## DATASET
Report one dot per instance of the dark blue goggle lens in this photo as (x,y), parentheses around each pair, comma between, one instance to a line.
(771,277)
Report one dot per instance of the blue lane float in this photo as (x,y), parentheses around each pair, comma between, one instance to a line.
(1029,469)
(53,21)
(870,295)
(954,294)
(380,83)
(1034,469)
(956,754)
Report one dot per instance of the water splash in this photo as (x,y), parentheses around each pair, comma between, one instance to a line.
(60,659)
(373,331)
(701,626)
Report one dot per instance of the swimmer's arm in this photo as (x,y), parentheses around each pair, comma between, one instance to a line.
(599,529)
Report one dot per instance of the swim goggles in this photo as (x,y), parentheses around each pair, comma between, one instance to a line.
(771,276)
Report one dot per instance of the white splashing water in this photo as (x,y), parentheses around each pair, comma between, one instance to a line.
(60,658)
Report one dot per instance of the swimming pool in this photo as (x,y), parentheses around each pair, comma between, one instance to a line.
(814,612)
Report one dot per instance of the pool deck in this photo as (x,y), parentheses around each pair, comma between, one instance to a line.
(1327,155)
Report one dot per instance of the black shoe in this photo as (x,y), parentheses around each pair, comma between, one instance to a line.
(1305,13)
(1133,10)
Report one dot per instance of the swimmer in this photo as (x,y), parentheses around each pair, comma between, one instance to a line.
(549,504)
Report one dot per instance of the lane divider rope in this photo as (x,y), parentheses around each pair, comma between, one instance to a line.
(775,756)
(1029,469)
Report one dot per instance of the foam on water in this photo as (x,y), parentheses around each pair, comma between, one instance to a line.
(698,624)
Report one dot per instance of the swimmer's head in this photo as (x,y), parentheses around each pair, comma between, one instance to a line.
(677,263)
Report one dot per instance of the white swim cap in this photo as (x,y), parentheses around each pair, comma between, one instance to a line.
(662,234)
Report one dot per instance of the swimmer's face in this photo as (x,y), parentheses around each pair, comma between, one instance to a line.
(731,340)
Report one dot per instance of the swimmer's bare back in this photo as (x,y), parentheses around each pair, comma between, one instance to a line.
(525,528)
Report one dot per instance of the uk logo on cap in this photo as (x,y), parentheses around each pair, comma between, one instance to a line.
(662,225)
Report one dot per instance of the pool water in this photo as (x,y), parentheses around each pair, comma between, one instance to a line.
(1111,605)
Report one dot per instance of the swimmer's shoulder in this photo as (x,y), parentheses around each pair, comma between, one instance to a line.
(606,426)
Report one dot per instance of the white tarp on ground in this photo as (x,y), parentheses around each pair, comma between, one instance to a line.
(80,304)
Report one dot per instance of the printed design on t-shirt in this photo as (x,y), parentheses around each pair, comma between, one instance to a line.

## AIM
Can you substitute "one instance per line" for "one instance to a line" in every one of the items above and write all their lines out again with nothing else changed?

## TASK RESULT
Report one dot per instance of the dark blue goggle lens in this photo as (x,y), parentheses around each pair, comma between, one instance per line.
(771,277)
Report one dot per instance of the blue lane float in this photo as (x,y), parentheses around each pair, comma between, one instance per line.
(1029,469)
(53,21)
(870,295)
(954,294)
(380,83)
(1034,469)
(956,754)
Report one dot per instance of the water splash in this photo as (x,y), parentheses around each pair, comma between, one instance per line.
(60,659)
(373,331)
(701,626)
Report one dot per instance of the swimmer's arm in this photo as (x,y), parentheses around each pair, comma between, one instance per line.
(599,529)
Report one dot per instance of the swim goggles in this photo as (x,y), parentheses around each pair, comma between, one instance per line.
(771,276)
Report one dot per instance of the white splashing water in this photo as (x,y), parentheses around each pair, comma between, one instance per line.
(60,658)
Report one dot per instance of the swimming pool in this photo as (x,y), parentheses around each pair, comma between, one instance per line.
(814,612)
Report one dot per instance of the pool deck in this photo as (x,y), parentheses around each pair, comma between, one instance per line.
(1327,155)
Report one dot per instance of the black shoe in this photo as (x,y), parentheses around each pair, comma between, one instance per line.
(1305,13)
(1133,10)
Report one dot per instance of the swimmer in this photo as (x,y), parentheses around each pair, comma between, one instance per line.
(549,504)
Report one dot per instance of the lane divider rope in this photo as (x,y), parentheses around each pair, comma between, one instance per line.
(775,756)
(1029,469)
Report one dot per instance of the foam on water in this photo as (x,y), parentheses around each pair, comma between, one instance per line.
(698,624)
Report one dot per instance of the swimmer's head in this photo as (x,y), parentheses around each pair, comma between, one instance per line.
(677,263)
Report one dot per instance of the white swim cap in this photo as (x,y), parentheses around each pair, comma between, one instance per line.
(662,234)
Report one dot per instance of the swimmer's face in this photo as (x,y), parentheses around each pair, comma between, one instance per line.
(731,340)
Report one dot per instance of the swimmer's bare back in this photo as (x,y), parentheses around each pair, comma between, one instance per line.
(525,528)
Report one dot per instance of the uk logo on cap in this photo as (x,y), parentheses around each pair, comma between, one instance per line.
(662,225)
Report one dot per instance of the pool water in this photo as (x,y), parentheses around each pair, comma between, one instance per line.
(1111,605)
Report one dot per instance of the swimmer's shoulder in this photo as (x,y), parentheses around each pair, comma between, one instance per line.
(606,426)
Report one dot per instance of the white tarp on ground in this photo as (x,y), parentheses around each pair, comma between, one instance per line.
(80,304)
Report one dot per instance of the printed design on t-shirt in this photo as (x,y), parentheses around each pair, comma between, one instance per line.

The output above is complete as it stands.